### Goal of the exercise
Change "lower half of face" to "bottom half of face" in the entries from the line with "# point at: nose tip" up to and including the line with "x=141, y=167". Write out only those lines, with nothing else altered.

[Image point annotation entries]
-- BEGIN --
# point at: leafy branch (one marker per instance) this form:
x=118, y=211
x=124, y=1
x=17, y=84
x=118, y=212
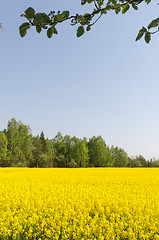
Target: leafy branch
x=50, y=21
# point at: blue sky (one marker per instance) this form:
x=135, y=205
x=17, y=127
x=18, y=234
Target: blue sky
x=103, y=83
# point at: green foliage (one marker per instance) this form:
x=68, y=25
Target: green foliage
x=80, y=31
x=29, y=13
x=19, y=148
x=98, y=152
x=154, y=23
x=23, y=29
x=85, y=21
x=125, y=8
x=134, y=6
x=119, y=157
x=3, y=148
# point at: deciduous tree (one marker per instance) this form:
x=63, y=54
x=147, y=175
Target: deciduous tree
x=84, y=21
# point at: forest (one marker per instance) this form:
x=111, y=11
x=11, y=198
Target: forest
x=19, y=148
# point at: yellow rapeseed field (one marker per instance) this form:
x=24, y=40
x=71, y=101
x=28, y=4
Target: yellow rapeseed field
x=93, y=203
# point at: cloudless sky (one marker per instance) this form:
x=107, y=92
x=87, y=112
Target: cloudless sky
x=103, y=83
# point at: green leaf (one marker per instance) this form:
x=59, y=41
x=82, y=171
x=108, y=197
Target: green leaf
x=80, y=31
x=66, y=13
x=141, y=33
x=134, y=6
x=104, y=11
x=41, y=19
x=154, y=23
x=55, y=30
x=38, y=28
x=50, y=32
x=125, y=8
x=82, y=19
x=29, y=13
x=148, y=1
x=60, y=17
x=147, y=37
x=117, y=10
x=23, y=29
x=88, y=28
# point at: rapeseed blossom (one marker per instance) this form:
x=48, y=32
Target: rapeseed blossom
x=93, y=203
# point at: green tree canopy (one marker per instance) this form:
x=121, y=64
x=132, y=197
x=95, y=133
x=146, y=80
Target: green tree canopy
x=85, y=21
x=99, y=153
x=3, y=148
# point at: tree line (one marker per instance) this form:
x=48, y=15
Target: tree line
x=19, y=148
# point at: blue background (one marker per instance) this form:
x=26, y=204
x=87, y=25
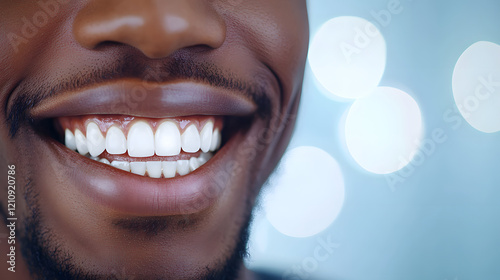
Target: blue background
x=442, y=221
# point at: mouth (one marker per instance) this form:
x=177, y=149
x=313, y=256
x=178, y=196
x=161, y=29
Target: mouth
x=157, y=148
x=168, y=154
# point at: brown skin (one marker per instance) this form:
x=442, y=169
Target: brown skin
x=261, y=42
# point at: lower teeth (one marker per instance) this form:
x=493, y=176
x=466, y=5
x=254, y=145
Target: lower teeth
x=159, y=169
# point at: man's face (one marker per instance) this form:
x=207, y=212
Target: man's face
x=195, y=99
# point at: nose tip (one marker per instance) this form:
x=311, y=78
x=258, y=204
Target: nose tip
x=156, y=27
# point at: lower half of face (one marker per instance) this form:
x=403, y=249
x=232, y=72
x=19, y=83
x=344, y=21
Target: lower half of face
x=141, y=167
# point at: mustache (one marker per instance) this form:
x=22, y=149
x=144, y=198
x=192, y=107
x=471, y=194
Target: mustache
x=30, y=94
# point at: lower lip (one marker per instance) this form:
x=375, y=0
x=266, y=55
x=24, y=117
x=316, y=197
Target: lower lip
x=132, y=194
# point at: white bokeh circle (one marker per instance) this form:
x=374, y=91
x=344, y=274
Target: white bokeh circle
x=476, y=86
x=305, y=194
x=347, y=56
x=383, y=130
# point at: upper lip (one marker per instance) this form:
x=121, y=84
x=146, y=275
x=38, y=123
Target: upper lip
x=135, y=98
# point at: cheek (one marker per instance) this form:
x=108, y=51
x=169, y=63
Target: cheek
x=279, y=33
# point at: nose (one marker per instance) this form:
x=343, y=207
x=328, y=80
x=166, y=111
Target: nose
x=155, y=27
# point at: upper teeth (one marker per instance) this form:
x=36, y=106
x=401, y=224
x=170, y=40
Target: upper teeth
x=141, y=141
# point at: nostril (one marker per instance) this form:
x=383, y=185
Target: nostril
x=157, y=29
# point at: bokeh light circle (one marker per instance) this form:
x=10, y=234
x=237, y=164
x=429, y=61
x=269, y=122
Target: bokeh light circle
x=305, y=194
x=347, y=56
x=383, y=130
x=476, y=86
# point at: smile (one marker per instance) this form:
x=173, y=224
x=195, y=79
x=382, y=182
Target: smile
x=169, y=154
x=157, y=148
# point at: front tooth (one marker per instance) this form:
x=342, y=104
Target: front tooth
x=95, y=141
x=140, y=140
x=206, y=136
x=167, y=139
x=190, y=139
x=138, y=167
x=183, y=167
x=69, y=139
x=123, y=165
x=204, y=157
x=116, y=143
x=154, y=169
x=169, y=168
x=81, y=142
x=193, y=164
x=216, y=138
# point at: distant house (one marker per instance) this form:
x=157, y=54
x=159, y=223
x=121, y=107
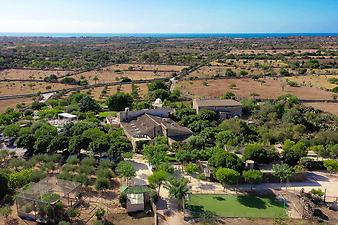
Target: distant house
x=225, y=108
x=143, y=126
x=113, y=121
x=158, y=103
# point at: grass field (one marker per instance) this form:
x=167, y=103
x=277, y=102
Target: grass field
x=247, y=206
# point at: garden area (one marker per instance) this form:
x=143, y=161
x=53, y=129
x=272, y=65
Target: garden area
x=245, y=206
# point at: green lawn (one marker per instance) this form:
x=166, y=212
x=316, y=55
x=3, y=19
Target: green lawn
x=248, y=206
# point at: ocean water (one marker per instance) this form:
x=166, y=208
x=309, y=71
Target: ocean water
x=171, y=35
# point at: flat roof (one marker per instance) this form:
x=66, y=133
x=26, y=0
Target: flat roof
x=136, y=199
x=217, y=102
x=68, y=115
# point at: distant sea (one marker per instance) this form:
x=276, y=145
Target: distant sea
x=170, y=35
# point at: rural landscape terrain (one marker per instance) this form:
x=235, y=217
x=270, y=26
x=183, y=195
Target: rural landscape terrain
x=127, y=130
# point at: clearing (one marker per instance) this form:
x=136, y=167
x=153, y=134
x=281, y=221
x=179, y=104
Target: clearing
x=248, y=206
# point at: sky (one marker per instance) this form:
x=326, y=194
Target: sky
x=169, y=16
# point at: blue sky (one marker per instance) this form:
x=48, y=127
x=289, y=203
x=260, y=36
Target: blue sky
x=169, y=16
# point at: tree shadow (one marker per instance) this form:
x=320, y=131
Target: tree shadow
x=316, y=177
x=251, y=201
x=207, y=186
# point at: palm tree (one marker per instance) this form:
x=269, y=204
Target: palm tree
x=179, y=189
x=95, y=79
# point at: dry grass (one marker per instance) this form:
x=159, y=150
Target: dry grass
x=16, y=88
x=264, y=88
x=4, y=104
x=324, y=106
x=29, y=74
x=141, y=72
x=275, y=51
x=242, y=62
x=96, y=92
x=320, y=81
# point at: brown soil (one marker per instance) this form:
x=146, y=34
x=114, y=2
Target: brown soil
x=324, y=106
x=15, y=88
x=241, y=221
x=115, y=72
x=265, y=88
x=96, y=92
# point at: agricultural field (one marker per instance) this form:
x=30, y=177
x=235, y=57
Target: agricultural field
x=321, y=81
x=134, y=72
x=250, y=63
x=270, y=51
x=98, y=93
x=267, y=88
x=324, y=106
x=12, y=103
x=30, y=74
x=17, y=88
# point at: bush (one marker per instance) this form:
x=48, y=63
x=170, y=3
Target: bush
x=102, y=183
x=99, y=213
x=37, y=175
x=167, y=167
x=81, y=178
x=4, y=190
x=73, y=160
x=72, y=213
x=19, y=179
x=311, y=164
x=331, y=165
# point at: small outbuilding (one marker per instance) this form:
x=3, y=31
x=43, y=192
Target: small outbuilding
x=225, y=108
x=135, y=202
x=136, y=198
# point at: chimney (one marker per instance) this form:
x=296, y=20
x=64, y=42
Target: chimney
x=126, y=110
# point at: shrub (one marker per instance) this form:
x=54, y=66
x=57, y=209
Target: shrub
x=331, y=165
x=73, y=160
x=19, y=179
x=102, y=183
x=37, y=175
x=311, y=164
x=72, y=213
x=99, y=213
x=191, y=168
-- END --
### Exercise answer
# point at: nose tip (one marker per instance) this form:
x=311, y=78
x=258, y=204
Target: nose tip
x=156, y=27
# point at: bottom half of face (one marker per instance) this form:
x=403, y=249
x=232, y=72
x=19, y=83
x=344, y=21
Target: bottom half of face
x=141, y=167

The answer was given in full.